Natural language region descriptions
━━━━━━━━━━━━━━━━━━━━━━━━━━━━━━

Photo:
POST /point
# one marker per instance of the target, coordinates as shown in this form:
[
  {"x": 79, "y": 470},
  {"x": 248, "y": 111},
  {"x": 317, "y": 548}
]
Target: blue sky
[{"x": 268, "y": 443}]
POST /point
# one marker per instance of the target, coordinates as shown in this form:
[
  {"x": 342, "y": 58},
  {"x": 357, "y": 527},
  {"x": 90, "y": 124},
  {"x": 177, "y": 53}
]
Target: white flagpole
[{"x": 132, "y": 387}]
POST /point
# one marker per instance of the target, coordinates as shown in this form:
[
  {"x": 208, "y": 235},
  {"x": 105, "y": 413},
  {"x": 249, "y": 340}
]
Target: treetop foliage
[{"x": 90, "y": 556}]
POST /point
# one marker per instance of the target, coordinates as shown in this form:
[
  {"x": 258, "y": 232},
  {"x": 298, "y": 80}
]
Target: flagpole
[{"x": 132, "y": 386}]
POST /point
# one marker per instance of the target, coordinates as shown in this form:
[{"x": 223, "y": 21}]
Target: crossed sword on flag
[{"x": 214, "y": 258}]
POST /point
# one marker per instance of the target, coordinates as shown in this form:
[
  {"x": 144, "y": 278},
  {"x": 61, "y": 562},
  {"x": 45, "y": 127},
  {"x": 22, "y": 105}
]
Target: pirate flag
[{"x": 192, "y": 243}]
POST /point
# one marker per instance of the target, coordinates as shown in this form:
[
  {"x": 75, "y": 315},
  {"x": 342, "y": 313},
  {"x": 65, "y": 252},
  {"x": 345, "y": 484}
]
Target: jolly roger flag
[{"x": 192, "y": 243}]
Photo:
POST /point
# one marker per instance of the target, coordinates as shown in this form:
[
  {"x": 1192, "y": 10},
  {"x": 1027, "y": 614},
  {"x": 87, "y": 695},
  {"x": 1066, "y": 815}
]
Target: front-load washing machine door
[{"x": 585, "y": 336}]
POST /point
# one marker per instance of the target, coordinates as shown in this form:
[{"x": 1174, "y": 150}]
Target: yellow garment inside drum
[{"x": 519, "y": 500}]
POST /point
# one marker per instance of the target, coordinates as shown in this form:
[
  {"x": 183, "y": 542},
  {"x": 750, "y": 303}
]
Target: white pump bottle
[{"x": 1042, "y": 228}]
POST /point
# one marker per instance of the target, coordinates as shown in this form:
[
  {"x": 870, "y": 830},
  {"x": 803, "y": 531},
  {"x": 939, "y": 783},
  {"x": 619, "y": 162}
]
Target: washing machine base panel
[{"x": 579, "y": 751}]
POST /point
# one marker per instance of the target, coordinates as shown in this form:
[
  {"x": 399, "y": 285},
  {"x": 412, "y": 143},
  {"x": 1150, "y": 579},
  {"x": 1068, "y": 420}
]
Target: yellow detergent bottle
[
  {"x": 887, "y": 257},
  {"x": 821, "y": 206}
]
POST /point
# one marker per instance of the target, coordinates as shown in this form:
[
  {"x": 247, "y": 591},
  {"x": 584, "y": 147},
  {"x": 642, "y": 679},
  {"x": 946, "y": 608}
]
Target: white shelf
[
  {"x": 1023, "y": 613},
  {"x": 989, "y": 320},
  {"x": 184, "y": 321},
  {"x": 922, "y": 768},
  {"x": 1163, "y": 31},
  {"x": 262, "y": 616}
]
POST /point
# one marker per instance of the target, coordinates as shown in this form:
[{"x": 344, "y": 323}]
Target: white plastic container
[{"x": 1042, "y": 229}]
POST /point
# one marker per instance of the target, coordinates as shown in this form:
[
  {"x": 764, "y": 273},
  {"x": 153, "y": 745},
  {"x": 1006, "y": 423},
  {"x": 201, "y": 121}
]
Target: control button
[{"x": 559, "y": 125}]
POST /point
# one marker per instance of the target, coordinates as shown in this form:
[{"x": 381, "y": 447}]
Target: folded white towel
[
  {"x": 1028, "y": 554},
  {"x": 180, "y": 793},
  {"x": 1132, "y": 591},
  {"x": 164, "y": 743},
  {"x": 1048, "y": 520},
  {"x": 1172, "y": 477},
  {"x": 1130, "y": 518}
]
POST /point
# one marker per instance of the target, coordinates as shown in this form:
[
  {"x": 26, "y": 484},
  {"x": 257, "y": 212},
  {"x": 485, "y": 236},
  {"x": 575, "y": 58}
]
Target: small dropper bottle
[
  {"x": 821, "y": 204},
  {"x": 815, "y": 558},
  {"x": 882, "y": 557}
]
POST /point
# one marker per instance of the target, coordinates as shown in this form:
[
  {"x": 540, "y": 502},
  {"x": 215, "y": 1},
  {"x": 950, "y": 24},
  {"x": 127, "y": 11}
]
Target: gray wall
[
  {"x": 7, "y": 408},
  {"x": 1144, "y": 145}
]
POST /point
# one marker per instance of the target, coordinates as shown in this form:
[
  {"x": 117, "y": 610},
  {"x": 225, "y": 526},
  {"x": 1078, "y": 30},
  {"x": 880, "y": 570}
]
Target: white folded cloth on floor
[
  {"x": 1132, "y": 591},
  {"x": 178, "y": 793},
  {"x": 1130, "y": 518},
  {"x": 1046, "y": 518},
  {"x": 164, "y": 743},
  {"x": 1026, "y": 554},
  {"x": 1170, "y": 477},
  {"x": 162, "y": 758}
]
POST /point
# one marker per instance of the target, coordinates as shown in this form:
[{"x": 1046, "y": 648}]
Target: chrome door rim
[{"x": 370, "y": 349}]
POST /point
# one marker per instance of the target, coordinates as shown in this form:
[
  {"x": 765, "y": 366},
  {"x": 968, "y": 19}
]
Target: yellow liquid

━━━━━━━━━━━━━━━━━━━━━━━━━━━━━━

Task item: Return each entry above exactly, leaving none out.

Task output:
Photo:
POST /point
# one marker per instance of the target, coordinates as shown in this form:
[
  {"x": 79, "y": 470},
  {"x": 248, "y": 111},
  {"x": 317, "y": 548}
]
Target: blue sky
[{"x": 268, "y": 443}]
POST /point
# one marker per instance of the target, coordinates as shown in this form:
[
  {"x": 342, "y": 58},
  {"x": 357, "y": 527},
  {"x": 90, "y": 124},
  {"x": 177, "y": 53}
]
Target: white flagpole
[{"x": 132, "y": 387}]
POST /point
# one marker per instance of the target, coordinates as shown in this form:
[
  {"x": 208, "y": 235},
  {"x": 105, "y": 413},
  {"x": 249, "y": 340}
]
Target: treetop foliage
[{"x": 90, "y": 556}]
POST /point
# one marker per instance of the target, coordinates as shown in this form:
[
  {"x": 258, "y": 232},
  {"x": 298, "y": 80}
]
Target: flagpole
[{"x": 132, "y": 386}]
POST /point
# one marker per instance of the target, coordinates as shown in this form:
[{"x": 223, "y": 21}]
Target: crossed sword on flag
[{"x": 214, "y": 258}]
POST /point
# one marker per instance of the target, coordinates as shown in this form:
[
  {"x": 144, "y": 278},
  {"x": 61, "y": 562},
  {"x": 45, "y": 127},
  {"x": 22, "y": 105}
]
Target: pirate flag
[{"x": 192, "y": 243}]
POST /point
# one marker per instance of the target, coordinates as shown in this form:
[
  {"x": 75, "y": 315},
  {"x": 342, "y": 313},
  {"x": 65, "y": 252},
  {"x": 345, "y": 484}
]
Target: jolly roger flag
[{"x": 192, "y": 243}]
Photo:
POST /point
# one marker per instance of the target, coordinates as shown in this form:
[
  {"x": 1192, "y": 10},
  {"x": 1027, "y": 614},
  {"x": 87, "y": 695},
  {"x": 1066, "y": 815}
]
Target: front-load washing machine door
[{"x": 585, "y": 336}]
POST /point
# one marker per instance of the target, coordinates as shown in this form:
[{"x": 1174, "y": 150}]
Target: yellow garment inside drum
[{"x": 519, "y": 500}]
POST /point
# one marker per instance of the target, coordinates as shown in this form:
[
  {"x": 183, "y": 542},
  {"x": 750, "y": 303}
]
Target: white pump bottle
[{"x": 1042, "y": 228}]
POST /point
# one marker per instance of the target, coordinates as shown in this form:
[
  {"x": 870, "y": 830},
  {"x": 803, "y": 531},
  {"x": 939, "y": 783},
  {"x": 619, "y": 162}
]
Target: washing machine base panel
[{"x": 579, "y": 751}]
POST /point
# one marker per instance of the target, coordinates as shown in this form:
[
  {"x": 399, "y": 285},
  {"x": 412, "y": 143},
  {"x": 1150, "y": 579},
  {"x": 1068, "y": 420}
]
Target: yellow detergent bottle
[
  {"x": 887, "y": 257},
  {"x": 821, "y": 206}
]
POST /point
# one marker per instance of the target, coordinates as shown in this form:
[
  {"x": 247, "y": 591},
  {"x": 584, "y": 147},
  {"x": 642, "y": 679},
  {"x": 946, "y": 608}
]
Target: white shelf
[
  {"x": 1023, "y": 613},
  {"x": 989, "y": 320},
  {"x": 184, "y": 321},
  {"x": 922, "y": 768},
  {"x": 1163, "y": 31},
  {"x": 262, "y": 616}
]
POST /point
# one marker per instance of the target, coordinates as shown in this form:
[{"x": 344, "y": 323}]
Target: white plastic container
[{"x": 1042, "y": 229}]
POST /point
# one marker per instance of the target, coordinates as shown in this form:
[
  {"x": 764, "y": 273},
  {"x": 153, "y": 745},
  {"x": 1006, "y": 423},
  {"x": 201, "y": 121}
]
Target: control button
[{"x": 559, "y": 125}]
POST /point
# one marker per instance of the target, coordinates as shown in this form:
[{"x": 381, "y": 447}]
Target: folded white towel
[
  {"x": 1028, "y": 554},
  {"x": 180, "y": 793},
  {"x": 1132, "y": 591},
  {"x": 164, "y": 743},
  {"x": 1048, "y": 520},
  {"x": 1172, "y": 477},
  {"x": 1130, "y": 518}
]
POST /point
# one marker per instance of the target, coordinates as shown in this form:
[
  {"x": 26, "y": 484},
  {"x": 257, "y": 212},
  {"x": 485, "y": 236},
  {"x": 575, "y": 58}
]
Target: small dropper bottle
[
  {"x": 821, "y": 204},
  {"x": 815, "y": 558},
  {"x": 882, "y": 557}
]
POST /point
# one marker per instance of the target, coordinates as shown in this form:
[
  {"x": 540, "y": 502},
  {"x": 215, "y": 1},
  {"x": 950, "y": 24},
  {"x": 127, "y": 11}
]
Target: gray wall
[
  {"x": 7, "y": 408},
  {"x": 1144, "y": 145}
]
POST /point
# one marker per instance of the target, coordinates as shown in this form:
[
  {"x": 117, "y": 610},
  {"x": 225, "y": 526},
  {"x": 1078, "y": 30},
  {"x": 880, "y": 570}
]
Target: white folded cloth on floor
[
  {"x": 1132, "y": 591},
  {"x": 178, "y": 793},
  {"x": 1130, "y": 518},
  {"x": 1046, "y": 518},
  {"x": 164, "y": 743},
  {"x": 1026, "y": 554},
  {"x": 1170, "y": 477},
  {"x": 162, "y": 758}
]
POST /point
# one marker per instance of the target, coordinates as shown in this form:
[{"x": 1046, "y": 648}]
Target: chrome door rim
[{"x": 370, "y": 349}]
POST /point
# one marker per instance of the target, coordinates as shown in this form:
[
  {"x": 765, "y": 366},
  {"x": 968, "y": 19}
]
Target: yellow liquid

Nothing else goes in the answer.